• **Your objective**
Give all of the records again. Match them exactly.

• **Given records**
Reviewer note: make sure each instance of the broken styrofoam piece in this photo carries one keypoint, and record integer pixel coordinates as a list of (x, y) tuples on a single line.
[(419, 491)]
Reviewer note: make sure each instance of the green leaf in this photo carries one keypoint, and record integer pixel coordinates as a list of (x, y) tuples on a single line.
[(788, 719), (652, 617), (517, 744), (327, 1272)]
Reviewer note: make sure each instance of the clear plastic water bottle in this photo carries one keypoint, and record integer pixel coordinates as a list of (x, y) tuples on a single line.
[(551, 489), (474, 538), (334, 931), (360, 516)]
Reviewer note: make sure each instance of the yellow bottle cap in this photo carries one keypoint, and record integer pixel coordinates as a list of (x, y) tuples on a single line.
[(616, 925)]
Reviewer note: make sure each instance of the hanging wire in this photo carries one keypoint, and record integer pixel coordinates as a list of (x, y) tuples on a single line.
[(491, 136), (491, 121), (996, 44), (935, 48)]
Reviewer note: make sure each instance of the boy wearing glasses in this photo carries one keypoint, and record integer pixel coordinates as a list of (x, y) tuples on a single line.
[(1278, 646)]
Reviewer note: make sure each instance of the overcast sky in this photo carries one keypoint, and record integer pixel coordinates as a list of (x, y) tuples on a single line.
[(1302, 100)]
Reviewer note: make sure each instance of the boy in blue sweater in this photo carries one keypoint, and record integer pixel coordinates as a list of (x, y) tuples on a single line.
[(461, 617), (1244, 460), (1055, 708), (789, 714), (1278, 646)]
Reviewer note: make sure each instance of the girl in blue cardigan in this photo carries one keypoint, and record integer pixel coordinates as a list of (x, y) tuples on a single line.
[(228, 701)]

• **Output for this task**
Reviewer note: make sure each instance of the broken styrofoam piece in this photo carries one keypoint, and record integer pixel coordinates as a list of (x, y) tuples on a single line.
[(419, 491)]
Reviewer note: make sure each instance of the green leaf in this photo carries one keypoint, and record integer pixel coordinates as a list of (x, y) tuples on a single line.
[(788, 719), (652, 617), (517, 744), (327, 1272)]
Reviewer note: make sure each instance of the clear plastic water bottle in this photo carries one keypoint, and record integer pixel coordinates as a list of (x, y) tuples on a single line.
[(551, 489), (474, 538), (334, 931), (360, 516)]
Reviewer note: make sure each instance of the yellow bottle cap in this photo carries one keypoint, and record integer pixel coordinates as a list of (x, y) tuples on a single line.
[(616, 925)]
Reviewer note: make sure each instance of the hanging wire in this photo carries one keypoint, and record integer pixel coordinates as a list of (x, y) tuples on a single line.
[(491, 136), (491, 121), (996, 44), (935, 48)]
Reviewer note: make sure each instance of the boy wearing glasses in this photo carries one keypoint, and record integer pixel coordinates as a list of (x, y) tuples on a single line.
[(1278, 646)]
Reviewer note: make sure each instance of the overcast sky in this photo carries one keypoint, and record integer pixel coordinates as a list of (x, y) tuples on a single line.
[(1302, 100)]
Reviewer note: make sure each instance of the boy in blue sweater in this photo carries one keypoint, and record integer pixel coordinates as a list of (x, y) tuples on a single line.
[(461, 617), (1244, 460), (1055, 708), (789, 714), (1278, 646)]
Reviewer note: make sure each instance of the girl in blue cardigan in this photo carries one keypoint, and record integer pixel coordinates as a list of (x, y) tuples on a single line.
[(228, 701)]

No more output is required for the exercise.